**Directions**
Down to the last character, write out the records below.

[Natural language region descriptions]

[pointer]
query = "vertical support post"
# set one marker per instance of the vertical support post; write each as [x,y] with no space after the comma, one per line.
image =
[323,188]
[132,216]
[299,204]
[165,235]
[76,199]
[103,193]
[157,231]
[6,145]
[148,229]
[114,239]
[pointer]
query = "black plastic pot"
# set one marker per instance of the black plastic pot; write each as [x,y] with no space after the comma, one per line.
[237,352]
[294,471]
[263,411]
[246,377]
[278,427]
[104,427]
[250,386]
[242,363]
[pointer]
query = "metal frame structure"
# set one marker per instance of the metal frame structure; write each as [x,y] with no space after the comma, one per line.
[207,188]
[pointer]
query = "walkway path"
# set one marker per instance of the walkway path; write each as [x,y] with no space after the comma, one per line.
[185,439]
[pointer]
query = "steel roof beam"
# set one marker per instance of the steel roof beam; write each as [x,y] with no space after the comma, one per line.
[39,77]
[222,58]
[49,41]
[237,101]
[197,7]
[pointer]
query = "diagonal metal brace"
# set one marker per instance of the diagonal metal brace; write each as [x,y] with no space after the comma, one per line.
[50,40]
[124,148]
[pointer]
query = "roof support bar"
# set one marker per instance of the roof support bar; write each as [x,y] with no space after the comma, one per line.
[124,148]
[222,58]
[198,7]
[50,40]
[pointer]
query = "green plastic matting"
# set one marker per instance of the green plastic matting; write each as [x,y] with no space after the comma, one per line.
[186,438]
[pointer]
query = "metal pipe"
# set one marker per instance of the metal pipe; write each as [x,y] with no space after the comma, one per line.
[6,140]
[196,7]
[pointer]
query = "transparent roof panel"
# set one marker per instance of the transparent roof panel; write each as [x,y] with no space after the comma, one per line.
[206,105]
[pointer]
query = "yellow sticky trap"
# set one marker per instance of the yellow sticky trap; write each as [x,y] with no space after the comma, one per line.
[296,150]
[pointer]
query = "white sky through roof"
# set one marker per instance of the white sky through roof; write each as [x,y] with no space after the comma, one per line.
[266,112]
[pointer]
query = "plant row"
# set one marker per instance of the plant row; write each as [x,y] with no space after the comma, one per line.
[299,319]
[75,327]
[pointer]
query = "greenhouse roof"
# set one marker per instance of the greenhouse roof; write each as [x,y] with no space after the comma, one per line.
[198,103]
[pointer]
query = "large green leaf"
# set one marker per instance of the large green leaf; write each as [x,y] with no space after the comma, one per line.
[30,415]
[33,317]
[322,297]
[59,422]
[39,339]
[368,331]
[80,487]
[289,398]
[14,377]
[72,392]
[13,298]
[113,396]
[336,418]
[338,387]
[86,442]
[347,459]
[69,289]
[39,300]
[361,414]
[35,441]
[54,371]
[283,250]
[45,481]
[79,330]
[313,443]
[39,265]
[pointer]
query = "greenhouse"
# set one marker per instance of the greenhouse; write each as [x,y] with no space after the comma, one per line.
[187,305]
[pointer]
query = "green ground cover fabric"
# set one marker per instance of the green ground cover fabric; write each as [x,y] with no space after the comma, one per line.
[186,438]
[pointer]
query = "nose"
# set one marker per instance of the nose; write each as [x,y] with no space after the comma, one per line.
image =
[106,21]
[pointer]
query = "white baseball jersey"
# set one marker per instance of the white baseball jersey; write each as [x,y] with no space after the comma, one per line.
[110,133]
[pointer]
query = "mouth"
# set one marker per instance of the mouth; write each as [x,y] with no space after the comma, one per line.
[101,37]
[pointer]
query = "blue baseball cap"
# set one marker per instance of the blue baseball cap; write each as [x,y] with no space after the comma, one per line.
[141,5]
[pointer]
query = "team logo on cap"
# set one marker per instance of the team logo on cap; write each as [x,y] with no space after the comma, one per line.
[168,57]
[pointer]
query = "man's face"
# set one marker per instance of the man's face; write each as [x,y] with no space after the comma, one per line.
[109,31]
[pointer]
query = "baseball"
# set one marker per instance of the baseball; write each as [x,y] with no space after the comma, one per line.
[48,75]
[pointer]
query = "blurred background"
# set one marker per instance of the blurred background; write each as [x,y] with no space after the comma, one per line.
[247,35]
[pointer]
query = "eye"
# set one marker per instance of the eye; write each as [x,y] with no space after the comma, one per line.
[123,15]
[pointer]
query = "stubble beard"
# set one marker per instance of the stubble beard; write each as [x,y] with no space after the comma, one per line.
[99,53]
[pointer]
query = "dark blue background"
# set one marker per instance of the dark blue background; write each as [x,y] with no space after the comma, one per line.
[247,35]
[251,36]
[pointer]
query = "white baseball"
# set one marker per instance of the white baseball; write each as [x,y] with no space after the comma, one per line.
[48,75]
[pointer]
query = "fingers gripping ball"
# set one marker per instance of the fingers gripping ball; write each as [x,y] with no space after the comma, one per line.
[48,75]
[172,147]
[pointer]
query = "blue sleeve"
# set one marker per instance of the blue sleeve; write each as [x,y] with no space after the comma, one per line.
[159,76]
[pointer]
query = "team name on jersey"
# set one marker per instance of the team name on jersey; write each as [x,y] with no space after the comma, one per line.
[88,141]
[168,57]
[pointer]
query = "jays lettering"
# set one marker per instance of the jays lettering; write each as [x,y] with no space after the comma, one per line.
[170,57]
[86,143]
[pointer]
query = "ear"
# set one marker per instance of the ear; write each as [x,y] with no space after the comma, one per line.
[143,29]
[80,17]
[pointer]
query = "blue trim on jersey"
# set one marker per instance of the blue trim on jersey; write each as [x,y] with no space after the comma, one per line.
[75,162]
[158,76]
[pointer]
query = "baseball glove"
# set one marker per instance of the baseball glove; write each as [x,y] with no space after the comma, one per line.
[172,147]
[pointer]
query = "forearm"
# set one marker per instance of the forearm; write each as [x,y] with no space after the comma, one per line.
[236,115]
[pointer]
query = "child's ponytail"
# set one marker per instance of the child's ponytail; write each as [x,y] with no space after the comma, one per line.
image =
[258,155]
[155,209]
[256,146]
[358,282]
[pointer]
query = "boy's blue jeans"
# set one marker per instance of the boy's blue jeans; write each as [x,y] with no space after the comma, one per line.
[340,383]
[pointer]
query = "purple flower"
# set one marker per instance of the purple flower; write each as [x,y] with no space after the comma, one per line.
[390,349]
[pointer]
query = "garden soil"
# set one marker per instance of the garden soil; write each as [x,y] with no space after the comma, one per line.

**Answer below**
[pointer]
query = "vertical support post"
# set one marker per instance of the vertical support post; write each as [x,y] with no space after the comma, one per line.
image =
[323,188]
[132,216]
[299,204]
[165,235]
[76,199]
[103,193]
[157,231]
[6,145]
[148,229]
[114,239]
[pointer]
query = "black plastic pot"
# set one marker per instance of the black plastic pot; write each as [x,y] with no space after the comma, one per line.
[237,352]
[294,471]
[263,411]
[246,377]
[278,427]
[104,427]
[250,386]
[242,363]
[pointer]
query = "metal frame structure"
# set one marker per instance of the metal frame structure; write each as [x,y] with no space after the comma, one per line.
[207,188]
[pointer]
query = "walkway path"
# set one marker per instance of the walkway path; write each as [x,y] with no space after the comma, one per line.
[185,439]
[pointer]
query = "steel roof beam"
# set one marker per instance of the steel roof beam; write each as [x,y] with no space after the comma, one per line.
[39,77]
[222,58]
[49,41]
[237,101]
[197,7]
[pointer]
query = "diagonal metal brace"
# set one marker per instance of the diagonal metal brace; write each as [x,y] with no space after the comma, one per line.
[50,40]
[124,148]
[pointer]
query = "roof support bar"
# set one marker per instance of the roof support bar; write each as [x,y] with no space after the comma, one per line.
[124,148]
[222,58]
[198,7]
[50,40]
[pointer]
query = "green plastic matting"
# set one marker per instance of the green plastic matting; write each as [x,y] with no space after the comma, one per line.
[186,438]
[pointer]
query = "metal pipe"
# set one marker per instance of the metal pipe; write each as [x,y] with no space after the comma, one per line.
[6,140]
[196,7]
[pointer]
query = "transparent roof panel"
# set one marker per instance of the transparent roof panel; write each as [x,y] with no space after the comma, one per line.
[206,105]
[pointer]
query = "yellow sticky trap"
# set one marker per instance of the yellow sticky trap; write each as [x,y] with no space after the comma, one per line.
[296,150]
[pointer]
query = "white sky through roof"
# set one marker per instance of the white sky through roof; write each as [x,y] with no space after the comma, one per line.
[266,112]
[pointer]
query = "plant row"
# set one marker per instance of the plant row; write each as [x,y] with no space after the comma, one per line.
[299,319]
[75,327]
[pointer]
query = "greenhouse roof"
# set one marker per instance of the greenhouse roof; write each as [x,y] with no space after the comma, one per line.
[198,103]
[pointer]
query = "large green leaf"
# set one marker per instance of the large green leaf; write each as [x,y] with no space after the comma, one per line.
[30,415]
[33,317]
[322,297]
[59,422]
[39,339]
[368,331]
[80,487]
[289,398]
[14,377]
[72,392]
[13,298]
[113,396]
[336,418]
[338,387]
[86,442]
[347,459]
[69,289]
[39,300]
[361,414]
[35,441]
[54,371]
[283,250]
[45,481]
[79,330]
[313,443]
[39,265]
[pointer]
query = "greenhouse"
# set one marker per instance of the greenhouse; write each as [x,y] with no space after the comma, one per line.
[187,305]
[pointer]
query = "green ground cover fabric"
# set one marker per instance of the green ground cover fabric; write each as [x,y] with no space after the comma, one per line.
[186,438]
[pointer]
query = "nose"
# set one marker per instance of the nose; write each as [x,y] with no space after the comma, one per line.
image =
[106,21]
[pointer]
query = "white baseball jersey"
# set one marker per instance of the white baseball jersey; write each as [x,y] with no space after the comma, one per line.
[110,133]
[pointer]
query = "mouth"
# set one marker per instance of the mouth; write each as [x,y] with no space after the comma, one per line.
[101,37]
[pointer]
query = "blue baseball cap"
# set one marker per instance of the blue baseball cap; write each as [x,y] with no space after the comma, one per line.
[141,5]
[pointer]
query = "team logo on cap"
# set one marker per instance of the team logo on cap; write each as [x,y] with no space after the comma, one per line.
[168,57]
[pointer]
query = "man's face"
# set one marker per instance of the man's face; write each as [x,y] with no space after the comma, one per line.
[109,31]
[pointer]
query = "baseball"
# set one marker per instance of the baseball; write each as [x,y] with no space after the comma, one per line.
[48,75]
[pointer]
query = "blurred background"
# set one marker per instance of the blurred background; write each as [x,y] with no space after the comma, one per line.
[247,35]
[pointer]
query = "eye"
# set one marker per instance of the eye; write each as [x,y] with no space after the comma, one per line.
[123,15]
[pointer]
query = "stubble beard"
# set one marker per instance of the stubble beard; write each as [x,y] with no space after the comma, one per line.
[99,53]
[pointer]
query = "dark blue background"
# set one marker per instance of the dark blue background; write each as [x,y] with no space after the comma, one per line.
[247,35]
[251,36]
[pointer]
query = "white baseball"
# set one marker per instance of the white baseball; write each as [x,y] with no space after the comma, one per line.
[48,75]
[pointer]
query = "fingers gripping ball"
# set one marker per instance of the fingers gripping ball; write each as [x,y] with no space after the comma, one per line.
[48,75]
[172,147]
[pointer]
query = "blue sleeve"
# set one marker per instance of the blue sleeve; write each as [x,y] with no space after the comma, one per line.
[159,76]
[pointer]
query = "team name on jersey"
# set one marker per instance of the team name on jersey; write each as [x,y] with no space after the comma, one per line.
[88,141]
[168,57]
[pointer]
query = "jays lettering"
# set one marker per instance of the jays lettering; write each as [x,y] with no space after the comma, one per line.
[170,57]
[86,143]
[pointer]
query = "ear"
# set one marker per instance of the ear; write each as [x,y] with no space after the comma, one per line.
[143,29]
[80,17]
[pointer]
query = "blue trim on jersey"
# set one marker per instance of the blue trim on jersey; write each as [x,y] with no space after the comma, one per line.
[75,162]
[158,76]
[pointer]
query = "baseball glove"
# set one marker per instance of the baseball glove; write each as [x,y] with no space after the comma, one per line.
[172,147]
[pointer]
query = "forearm"
# set one marker per instance of the forearm; write each as [x,y] with no space after the comma, one per line.
[236,115]
[pointer]
query = "child's ponytail"
# set one marker per instance of the child's ponytail; write each as [x,y] with no space after the comma, one per line.
image =
[258,155]
[155,209]
[256,146]
[358,282]
[pointer]
query = "boy's blue jeans"
# set one marker per instance of the boy's blue jeans; write each as [x,y] with no space after the comma, one per line.
[340,383]
[pointer]
query = "purple flower"
# set one marker per instance of the purple flower; write each as [x,y] with no space after the comma, one per line.
[390,349]
[pointer]
query = "garden soil"
# set one marker per instance of the garden soil; write each as [x,y] with no space after the comma, one per line.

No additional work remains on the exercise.